**依頼内容 1**
テレビをめぐる会話のうち、「A「最近テレビを観てもどうも面白くないのだけれど、私も年なのかねえ?」」から「ないとよくわかりませんが。」」までを両端も含めて書き直すこと。その際、「芸能人」は「タレント」に改める。
**依頼内容 2**
テレビをめぐる会話を、示されている最後の文の後から書き継ぐこと。

2015年11月27日金曜日

20151127

A「最近テレビを観てもどうも面白くないのだけれど、私も年なのかねえ?」

B「はあ、私はそれ以前にテレビをここ最近あまり観た記憶がありません。それでも特に観たいとも思いませんので、Aさんもいっそのこと何か他のことをされては如何でしょうか?」

A「いや、それは分かっているよ。しかし食事を摂っている時などはやはり観てしまうよ・・。そして、その時に観る番組がどうも面白くないのだよ。」

B「はあ、そういうことですか・・。
たしかに最近のテレビ番組を不図どこかで観ていますと、何かを煽ろうとしているのではないかと思わせますね。また出演している芸能人の方々も昔の様に楽しんでやっているのでなくて、何だかやらされている感が強い様に見えてしまいます・・。まあ、これは当人になってみないとよくわかりませんが。」

**データ内容**
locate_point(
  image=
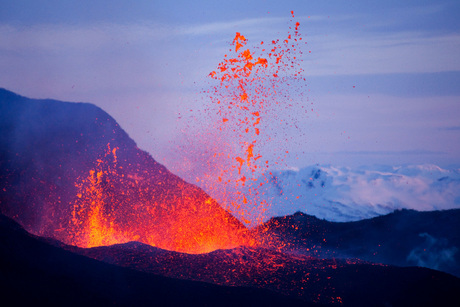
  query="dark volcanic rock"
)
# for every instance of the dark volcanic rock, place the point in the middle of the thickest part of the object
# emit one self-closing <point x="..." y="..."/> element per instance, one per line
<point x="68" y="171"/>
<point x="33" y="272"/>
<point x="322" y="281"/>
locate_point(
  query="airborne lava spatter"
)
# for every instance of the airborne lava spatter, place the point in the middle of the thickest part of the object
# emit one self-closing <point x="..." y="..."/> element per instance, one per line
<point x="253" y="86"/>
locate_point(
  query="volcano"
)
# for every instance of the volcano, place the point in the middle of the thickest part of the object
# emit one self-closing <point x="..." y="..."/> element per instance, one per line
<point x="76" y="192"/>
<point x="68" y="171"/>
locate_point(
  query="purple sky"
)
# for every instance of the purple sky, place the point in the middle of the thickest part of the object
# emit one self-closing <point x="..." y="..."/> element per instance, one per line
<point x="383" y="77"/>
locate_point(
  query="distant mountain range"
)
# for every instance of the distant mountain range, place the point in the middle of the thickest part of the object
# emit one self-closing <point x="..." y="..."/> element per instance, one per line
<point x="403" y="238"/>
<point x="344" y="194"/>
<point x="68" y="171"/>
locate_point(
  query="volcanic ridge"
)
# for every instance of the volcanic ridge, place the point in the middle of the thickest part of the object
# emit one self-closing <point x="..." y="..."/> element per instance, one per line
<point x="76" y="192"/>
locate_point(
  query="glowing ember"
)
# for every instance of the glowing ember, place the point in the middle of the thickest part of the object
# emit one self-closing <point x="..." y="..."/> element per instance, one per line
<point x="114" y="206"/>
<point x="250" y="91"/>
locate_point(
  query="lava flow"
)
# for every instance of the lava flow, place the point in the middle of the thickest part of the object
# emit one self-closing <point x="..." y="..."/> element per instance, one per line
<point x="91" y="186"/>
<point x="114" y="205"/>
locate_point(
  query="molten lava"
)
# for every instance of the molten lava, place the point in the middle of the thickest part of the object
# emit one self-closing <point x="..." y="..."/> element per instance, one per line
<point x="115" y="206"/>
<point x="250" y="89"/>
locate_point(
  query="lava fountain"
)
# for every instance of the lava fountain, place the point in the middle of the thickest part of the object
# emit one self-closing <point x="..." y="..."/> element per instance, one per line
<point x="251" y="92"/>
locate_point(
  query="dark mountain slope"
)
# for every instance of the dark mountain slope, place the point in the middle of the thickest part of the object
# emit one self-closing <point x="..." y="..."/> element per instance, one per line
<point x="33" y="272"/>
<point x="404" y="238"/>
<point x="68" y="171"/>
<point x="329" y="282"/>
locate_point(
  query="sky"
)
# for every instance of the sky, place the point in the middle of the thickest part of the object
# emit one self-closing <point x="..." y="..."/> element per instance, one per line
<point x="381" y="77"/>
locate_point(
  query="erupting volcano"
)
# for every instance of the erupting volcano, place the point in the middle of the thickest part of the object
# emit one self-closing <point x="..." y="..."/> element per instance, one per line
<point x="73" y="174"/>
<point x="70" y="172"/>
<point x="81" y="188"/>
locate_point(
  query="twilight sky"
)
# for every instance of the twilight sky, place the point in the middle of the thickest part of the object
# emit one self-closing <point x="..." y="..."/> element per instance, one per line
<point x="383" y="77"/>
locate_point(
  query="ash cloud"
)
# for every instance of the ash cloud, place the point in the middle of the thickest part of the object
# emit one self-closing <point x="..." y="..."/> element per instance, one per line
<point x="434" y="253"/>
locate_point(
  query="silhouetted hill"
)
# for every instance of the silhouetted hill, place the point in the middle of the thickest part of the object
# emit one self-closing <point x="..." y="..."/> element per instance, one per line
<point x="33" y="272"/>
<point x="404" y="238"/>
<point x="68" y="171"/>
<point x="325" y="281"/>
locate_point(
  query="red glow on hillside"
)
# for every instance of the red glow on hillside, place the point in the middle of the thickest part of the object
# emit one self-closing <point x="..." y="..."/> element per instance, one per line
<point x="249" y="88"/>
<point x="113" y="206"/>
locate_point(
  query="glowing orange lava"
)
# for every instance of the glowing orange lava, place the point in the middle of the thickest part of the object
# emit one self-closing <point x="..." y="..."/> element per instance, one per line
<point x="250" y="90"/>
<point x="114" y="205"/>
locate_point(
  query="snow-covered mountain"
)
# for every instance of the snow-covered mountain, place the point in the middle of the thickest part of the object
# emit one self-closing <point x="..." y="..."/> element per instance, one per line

**実行結果 1**
A「最近テレビを観てもどうも面白くないのだけれど、私も年なのかねえ?」

B「はあ、私はそれ以前にテレビをここ最近あまり観た記憶がありません。それでも特に観たいとも思いませんので、Aさんもいっそのこと何か他のことをされては如何でしょうか?」

A「いや、それは分かっているよ。しかし食事を摂っている時などはやはり観てしまうよ・・。そして、その時に観る番組がどうも面白くないのだよ。」

B「はあ、そういうことですか・・。
たしかに最近のテレビ番組を不図どこかで観ていますと、何かを煽ろうとしているのではないかと思わせますね。また出演しているタレントの方々も昔の様に楽しんでやっているのでなくて、何だかやらされている感が強い様に見えてしまいます・・。まあ、これは当人になってみないとよくわかりませんが。」

**実行結果 2**
A「うーん、たしかに何かその番組の目的に向けて無理やりやらされている感じはしますね・・。
テレビ業界もPC、スマホなどの世界に押されて苦戦しているのかもしれませんね・・。まあ、しかしそう考えるとPC、スマホなどが普及する以前の世界は素朴で幸せであったのかもしれない・・。」

B「なるほど、そういわれますと、それら一連のPC、スマホなどは我々人類にとって禁断の果実であったのかもしれませんね()。」

A「・・・ううむ、これはちょっと上手いこといいましたね()
まあ、たしかにあの会社もそういったことを企図して社名をつけたのかもしれませんね。私は創業者がその果物が大好物であったからと聞いていましたが、実のところその様な寓意もあったのかもしれない・・。」

B「まあ、いずれにしましても、それらの機器の使用によってリアルタイムな、ある程度の情報収集が可能になったのですが、その代わりに我々はどの様な機能を退化あるいは失ってしまったのでしょうかね?
様々な分野の研究の際の文献調査などはもしかしたら図書館へ行くよりも、インターネット上の文献検索サイトでことが足りてしまうのかもしれないのが現状であるかもしれません。」

A「うん、多くの学問研究分野においてその様な状態になりつつあるのでしょう。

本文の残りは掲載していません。